§ Directive a:
List each duration given in the Prep/Cook/Total line of the Sohan Halwa page below.

━━━

Multani Sohan Halwa

South Punjab (Multan) cuisine

Multani Sohan Halwa

Prep: 15m Cook: 40m Total: 55m Serves: 20 hard Updated 2024-09-22

Multani Sohan Halwa is a traditional South Punjab (Multan) Pakistani dish. Multan's legendary brittle confection — a hard, snapping slab of caramelised sugar, wheat starch, ghee, and whole nuts. Nothing like soft halwa. This one shatters. And it is magnificent.

Stop everything you think you know about halwa. Sohan Halwa is not soft. It is not pudding-like. It does not wobble. It SNAPS when you break it, like toffee, and that snap is the entire point.

The Hafiz Sweets shop in Multan has reportedly been making this confection for over 100 years, and tins of it are sent as gifts to Pakistani communities across the world. The technique is pure candy-making: you're cooking a sugar syrup to the hard-crack stage (the same stage as hard candies), then folding in dissolved wheat starch and ghee to create something that sets into a hard, slightly fudgy slab studded with almonds and pistachios. Yes, you'll need a candy thermometer. Yes, it will feel intimidating. We'll walk through every stage so you know exactly what to look for — and why that temperature matters so much.

━━━

§ Directive b:
Find every line in the rows below that contains the string "front" and copy each one. Case counts.

━━━

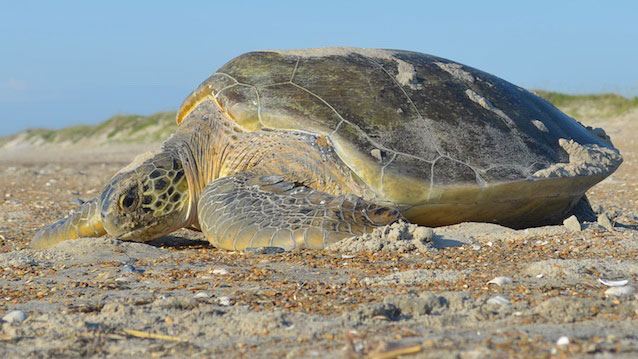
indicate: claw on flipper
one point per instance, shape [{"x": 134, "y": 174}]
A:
[{"x": 84, "y": 222}]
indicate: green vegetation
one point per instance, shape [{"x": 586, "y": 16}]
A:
[
  {"x": 118, "y": 129},
  {"x": 159, "y": 126},
  {"x": 591, "y": 107}
]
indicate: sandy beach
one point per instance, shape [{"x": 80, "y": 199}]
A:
[{"x": 465, "y": 291}]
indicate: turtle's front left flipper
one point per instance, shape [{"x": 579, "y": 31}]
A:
[
  {"x": 243, "y": 211},
  {"x": 84, "y": 222}
]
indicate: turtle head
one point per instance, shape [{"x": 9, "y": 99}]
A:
[{"x": 147, "y": 199}]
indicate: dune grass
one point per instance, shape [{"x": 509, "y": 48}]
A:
[{"x": 159, "y": 126}]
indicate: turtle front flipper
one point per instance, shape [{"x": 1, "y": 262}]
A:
[
  {"x": 84, "y": 222},
  {"x": 244, "y": 211}
]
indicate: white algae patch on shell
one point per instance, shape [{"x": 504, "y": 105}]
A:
[
  {"x": 486, "y": 104},
  {"x": 398, "y": 237},
  {"x": 456, "y": 70},
  {"x": 406, "y": 73},
  {"x": 541, "y": 126},
  {"x": 584, "y": 160}
]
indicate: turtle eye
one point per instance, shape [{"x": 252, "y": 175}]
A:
[{"x": 128, "y": 201}]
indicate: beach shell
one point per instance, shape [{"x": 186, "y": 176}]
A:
[
  {"x": 613, "y": 283},
  {"x": 619, "y": 291},
  {"x": 501, "y": 281}
]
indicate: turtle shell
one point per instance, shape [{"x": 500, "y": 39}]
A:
[{"x": 434, "y": 137}]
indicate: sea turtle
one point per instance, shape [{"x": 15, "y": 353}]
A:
[{"x": 301, "y": 148}]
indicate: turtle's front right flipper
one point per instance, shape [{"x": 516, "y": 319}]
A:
[
  {"x": 244, "y": 211},
  {"x": 84, "y": 222}
]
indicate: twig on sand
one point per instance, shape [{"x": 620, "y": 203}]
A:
[
  {"x": 140, "y": 334},
  {"x": 395, "y": 352}
]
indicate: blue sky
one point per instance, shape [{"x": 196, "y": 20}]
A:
[{"x": 71, "y": 62}]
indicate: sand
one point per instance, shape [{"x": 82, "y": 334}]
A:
[{"x": 403, "y": 289}]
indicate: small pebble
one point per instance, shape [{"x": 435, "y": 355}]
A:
[
  {"x": 498, "y": 300},
  {"x": 562, "y": 340},
  {"x": 619, "y": 291},
  {"x": 17, "y": 316},
  {"x": 572, "y": 224},
  {"x": 613, "y": 283},
  {"x": 501, "y": 281},
  {"x": 128, "y": 268},
  {"x": 265, "y": 250},
  {"x": 604, "y": 222}
]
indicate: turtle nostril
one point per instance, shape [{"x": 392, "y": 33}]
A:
[{"x": 129, "y": 200}]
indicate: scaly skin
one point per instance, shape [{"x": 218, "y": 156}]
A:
[{"x": 283, "y": 188}]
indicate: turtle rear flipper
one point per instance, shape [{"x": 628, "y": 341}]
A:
[
  {"x": 84, "y": 222},
  {"x": 245, "y": 211}
]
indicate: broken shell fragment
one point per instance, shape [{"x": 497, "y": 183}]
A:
[
  {"x": 613, "y": 283},
  {"x": 501, "y": 281},
  {"x": 619, "y": 291},
  {"x": 498, "y": 300}
]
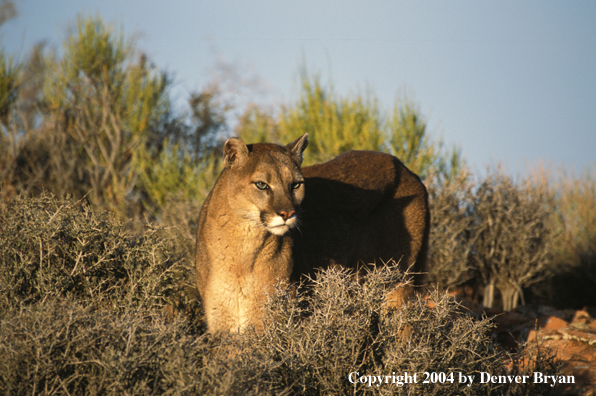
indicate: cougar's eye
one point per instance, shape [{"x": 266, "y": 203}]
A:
[{"x": 261, "y": 185}]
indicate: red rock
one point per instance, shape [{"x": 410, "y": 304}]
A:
[{"x": 552, "y": 323}]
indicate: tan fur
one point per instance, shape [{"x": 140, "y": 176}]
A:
[{"x": 360, "y": 208}]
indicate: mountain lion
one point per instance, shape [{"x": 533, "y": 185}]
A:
[{"x": 267, "y": 220}]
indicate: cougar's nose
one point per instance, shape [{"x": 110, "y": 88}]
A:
[{"x": 286, "y": 215}]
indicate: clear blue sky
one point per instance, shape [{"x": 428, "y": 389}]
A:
[{"x": 506, "y": 81}]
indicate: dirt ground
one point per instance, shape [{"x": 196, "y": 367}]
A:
[{"x": 570, "y": 334}]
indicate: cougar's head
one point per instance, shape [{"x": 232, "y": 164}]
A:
[{"x": 265, "y": 185}]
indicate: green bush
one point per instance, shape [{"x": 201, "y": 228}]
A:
[
  {"x": 356, "y": 122},
  {"x": 500, "y": 233}
]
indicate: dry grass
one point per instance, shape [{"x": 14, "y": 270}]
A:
[{"x": 84, "y": 315}]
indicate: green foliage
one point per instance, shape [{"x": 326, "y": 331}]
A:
[
  {"x": 335, "y": 124},
  {"x": 409, "y": 141},
  {"x": 9, "y": 81},
  {"x": 106, "y": 106},
  {"x": 339, "y": 124}
]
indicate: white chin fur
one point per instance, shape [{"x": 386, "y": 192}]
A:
[{"x": 279, "y": 230}]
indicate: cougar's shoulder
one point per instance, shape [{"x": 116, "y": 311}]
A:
[{"x": 243, "y": 244}]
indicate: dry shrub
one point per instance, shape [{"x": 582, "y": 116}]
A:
[
  {"x": 574, "y": 251},
  {"x": 82, "y": 314},
  {"x": 496, "y": 231},
  {"x": 52, "y": 248},
  {"x": 451, "y": 230}
]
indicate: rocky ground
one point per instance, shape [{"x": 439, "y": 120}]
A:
[{"x": 570, "y": 334}]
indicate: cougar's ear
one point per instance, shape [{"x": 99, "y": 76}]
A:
[
  {"x": 235, "y": 152},
  {"x": 298, "y": 146}
]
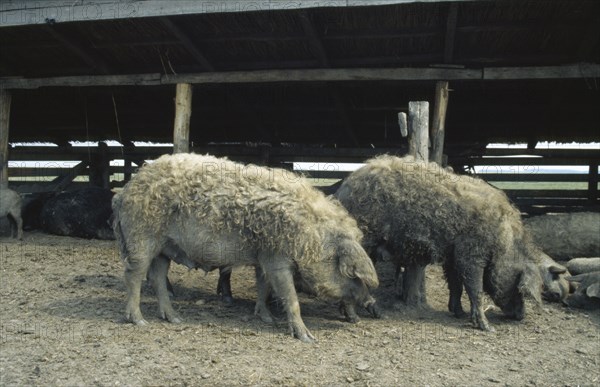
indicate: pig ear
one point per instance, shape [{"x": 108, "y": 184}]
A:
[
  {"x": 557, "y": 269},
  {"x": 593, "y": 290}
]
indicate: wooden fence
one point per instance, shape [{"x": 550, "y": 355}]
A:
[{"x": 518, "y": 171}]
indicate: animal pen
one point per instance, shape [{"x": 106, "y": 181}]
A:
[
  {"x": 280, "y": 82},
  {"x": 90, "y": 90}
]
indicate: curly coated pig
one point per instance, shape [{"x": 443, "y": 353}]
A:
[
  {"x": 421, "y": 214},
  {"x": 224, "y": 214}
]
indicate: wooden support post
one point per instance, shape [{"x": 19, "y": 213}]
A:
[
  {"x": 418, "y": 132},
  {"x": 183, "y": 113},
  {"x": 100, "y": 167},
  {"x": 5, "y": 99},
  {"x": 438, "y": 127},
  {"x": 593, "y": 183}
]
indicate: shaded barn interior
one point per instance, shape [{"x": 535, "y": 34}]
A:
[{"x": 518, "y": 71}]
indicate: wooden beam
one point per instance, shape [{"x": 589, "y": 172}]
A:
[
  {"x": 576, "y": 71},
  {"x": 183, "y": 113},
  {"x": 450, "y": 33},
  {"x": 589, "y": 41},
  {"x": 189, "y": 45},
  {"x": 5, "y": 100},
  {"x": 65, "y": 179},
  {"x": 26, "y": 12},
  {"x": 418, "y": 132},
  {"x": 593, "y": 182},
  {"x": 314, "y": 41},
  {"x": 438, "y": 127}
]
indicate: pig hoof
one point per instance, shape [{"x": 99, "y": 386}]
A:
[
  {"x": 141, "y": 322},
  {"x": 175, "y": 320},
  {"x": 306, "y": 338},
  {"x": 374, "y": 310}
]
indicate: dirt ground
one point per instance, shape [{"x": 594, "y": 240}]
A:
[{"x": 62, "y": 302}]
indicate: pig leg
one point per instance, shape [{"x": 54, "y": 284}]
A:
[
  {"x": 414, "y": 278},
  {"x": 158, "y": 276},
  {"x": 136, "y": 268},
  {"x": 349, "y": 311},
  {"x": 473, "y": 281},
  {"x": 455, "y": 286},
  {"x": 16, "y": 222},
  {"x": 399, "y": 283},
  {"x": 224, "y": 285},
  {"x": 281, "y": 278},
  {"x": 262, "y": 289}
]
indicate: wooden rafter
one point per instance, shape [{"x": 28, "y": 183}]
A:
[
  {"x": 574, "y": 71},
  {"x": 88, "y": 56},
  {"x": 450, "y": 33},
  {"x": 320, "y": 52},
  {"x": 189, "y": 45}
]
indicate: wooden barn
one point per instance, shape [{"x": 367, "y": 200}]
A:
[{"x": 283, "y": 81}]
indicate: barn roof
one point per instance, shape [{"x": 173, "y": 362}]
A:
[{"x": 549, "y": 49}]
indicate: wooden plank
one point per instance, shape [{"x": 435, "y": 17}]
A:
[
  {"x": 25, "y": 12},
  {"x": 325, "y": 174},
  {"x": 418, "y": 132},
  {"x": 5, "y": 100},
  {"x": 438, "y": 127},
  {"x": 561, "y": 153},
  {"x": 313, "y": 75},
  {"x": 65, "y": 180},
  {"x": 580, "y": 70},
  {"x": 535, "y": 177},
  {"x": 89, "y": 80},
  {"x": 531, "y": 162},
  {"x": 547, "y": 193},
  {"x": 183, "y": 114}
]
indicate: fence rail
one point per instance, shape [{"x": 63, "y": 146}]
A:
[{"x": 515, "y": 170}]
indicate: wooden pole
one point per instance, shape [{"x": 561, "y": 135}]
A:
[
  {"x": 183, "y": 113},
  {"x": 418, "y": 133},
  {"x": 100, "y": 167},
  {"x": 413, "y": 282},
  {"x": 593, "y": 183},
  {"x": 5, "y": 99},
  {"x": 438, "y": 128}
]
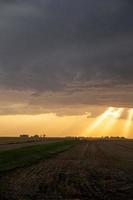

━━━

§ Task solution a:
Prep: 15m
Cook: 40m
Total: 55m

§ Task solution b:
indicate: turtle's front left flipper
indicate: turtle front flipper
indicate: turtle's front right flipper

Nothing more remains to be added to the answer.